== What is expected ==
Rewrite the stretch from the line containing "target | concrete step" through the end of the items, replacing "put a dot on" with "place a point on" and keeping everything else the same.

== Entries ==
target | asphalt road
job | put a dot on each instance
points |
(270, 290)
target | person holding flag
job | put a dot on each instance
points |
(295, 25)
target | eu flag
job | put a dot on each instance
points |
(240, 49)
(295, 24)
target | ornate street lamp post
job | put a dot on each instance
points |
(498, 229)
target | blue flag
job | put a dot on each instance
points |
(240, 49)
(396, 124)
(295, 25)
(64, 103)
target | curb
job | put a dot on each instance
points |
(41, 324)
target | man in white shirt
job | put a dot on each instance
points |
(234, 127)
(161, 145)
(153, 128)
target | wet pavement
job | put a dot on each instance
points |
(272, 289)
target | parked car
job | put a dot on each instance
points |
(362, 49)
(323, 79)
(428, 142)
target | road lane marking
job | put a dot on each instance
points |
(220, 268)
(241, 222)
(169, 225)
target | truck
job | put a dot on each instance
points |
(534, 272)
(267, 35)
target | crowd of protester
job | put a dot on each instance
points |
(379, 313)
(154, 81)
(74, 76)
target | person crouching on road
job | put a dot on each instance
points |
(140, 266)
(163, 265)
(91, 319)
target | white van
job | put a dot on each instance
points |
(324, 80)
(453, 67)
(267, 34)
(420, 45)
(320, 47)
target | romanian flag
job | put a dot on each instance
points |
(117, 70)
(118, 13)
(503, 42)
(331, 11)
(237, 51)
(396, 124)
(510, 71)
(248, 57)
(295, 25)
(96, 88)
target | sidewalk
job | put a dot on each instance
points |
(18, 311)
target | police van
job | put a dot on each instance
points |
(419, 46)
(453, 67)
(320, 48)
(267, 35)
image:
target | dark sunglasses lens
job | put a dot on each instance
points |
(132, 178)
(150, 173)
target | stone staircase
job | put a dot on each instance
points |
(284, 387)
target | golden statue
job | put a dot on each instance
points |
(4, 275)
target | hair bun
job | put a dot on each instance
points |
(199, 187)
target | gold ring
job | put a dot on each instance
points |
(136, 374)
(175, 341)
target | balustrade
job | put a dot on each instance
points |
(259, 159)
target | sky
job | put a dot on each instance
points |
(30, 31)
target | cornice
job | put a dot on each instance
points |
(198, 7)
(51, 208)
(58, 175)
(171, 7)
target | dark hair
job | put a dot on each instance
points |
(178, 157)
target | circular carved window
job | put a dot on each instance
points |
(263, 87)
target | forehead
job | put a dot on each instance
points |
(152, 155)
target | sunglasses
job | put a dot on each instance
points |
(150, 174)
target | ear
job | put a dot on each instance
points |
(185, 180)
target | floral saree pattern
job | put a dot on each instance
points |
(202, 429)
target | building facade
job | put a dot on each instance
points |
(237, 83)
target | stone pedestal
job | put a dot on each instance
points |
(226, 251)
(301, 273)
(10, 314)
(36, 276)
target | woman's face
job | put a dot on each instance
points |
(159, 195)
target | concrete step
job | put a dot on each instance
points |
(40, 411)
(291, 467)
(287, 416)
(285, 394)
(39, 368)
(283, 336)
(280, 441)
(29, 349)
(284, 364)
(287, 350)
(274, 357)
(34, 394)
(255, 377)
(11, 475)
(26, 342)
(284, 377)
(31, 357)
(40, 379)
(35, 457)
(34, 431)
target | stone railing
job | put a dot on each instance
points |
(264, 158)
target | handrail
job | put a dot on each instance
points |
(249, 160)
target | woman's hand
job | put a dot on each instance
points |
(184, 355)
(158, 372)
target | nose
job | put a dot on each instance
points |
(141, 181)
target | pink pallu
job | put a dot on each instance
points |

== Answer in full ==
target | concrete step
job | place a point on each instance
points |
(40, 411)
(291, 467)
(287, 416)
(285, 394)
(39, 368)
(283, 336)
(280, 441)
(29, 349)
(284, 364)
(287, 350)
(274, 357)
(34, 394)
(255, 377)
(11, 475)
(26, 342)
(284, 377)
(31, 357)
(40, 379)
(35, 457)
(34, 431)
target | stone railing
job | place a point on each instance
points |
(264, 158)
target | handrail
job | place a point on each instance
points |
(249, 160)
target | woman's hand
job | place a point on each instance
points |
(184, 355)
(158, 372)
target | nose
job | place a point on each instance
points |
(141, 181)
target | pink pallu
job | place a point on each instance
points |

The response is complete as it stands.